**GIVEN DATA**
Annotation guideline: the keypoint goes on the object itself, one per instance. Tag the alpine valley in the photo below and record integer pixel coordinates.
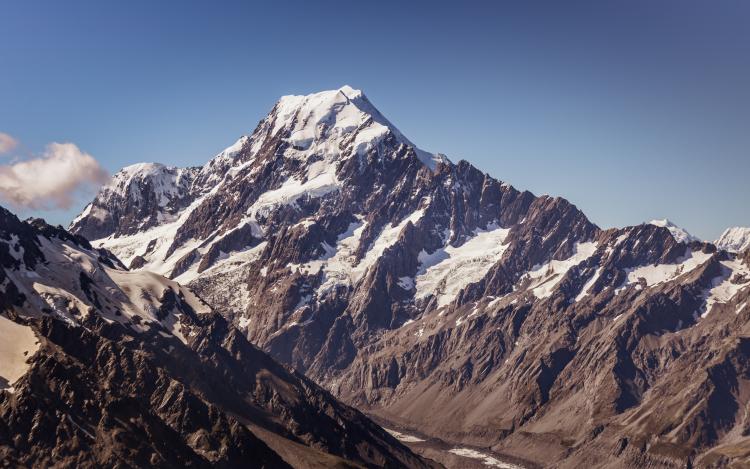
(187, 314)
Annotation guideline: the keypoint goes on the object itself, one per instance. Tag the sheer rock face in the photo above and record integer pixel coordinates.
(442, 299)
(129, 369)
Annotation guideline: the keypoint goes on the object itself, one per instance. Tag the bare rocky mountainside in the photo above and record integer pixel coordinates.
(105, 367)
(443, 301)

**INSTRUCTIONS TO FOLLOW**
Rewrite all the entries above with "keypoint" switched to "marker" everywhere and every other word unchanged. Leave out the pictures.

**SOLUTION TO THE PROBLEM**
Annotation guideline: the marker goes on the object itself, one per instance. Tag the alpine valley in the photo below and record integer pixel coordinates.
(187, 314)
Annotation guideline: the marker goes on the object itself, one per instance. Tag the sheer rock face in the photo above and record integer pixel coordinates.
(442, 299)
(129, 369)
Annotation guideline: the marker goes on the object itself, one per instance. Tag the bare rocky mountainside in the photo above and record integer pixel coordinates.
(105, 367)
(443, 301)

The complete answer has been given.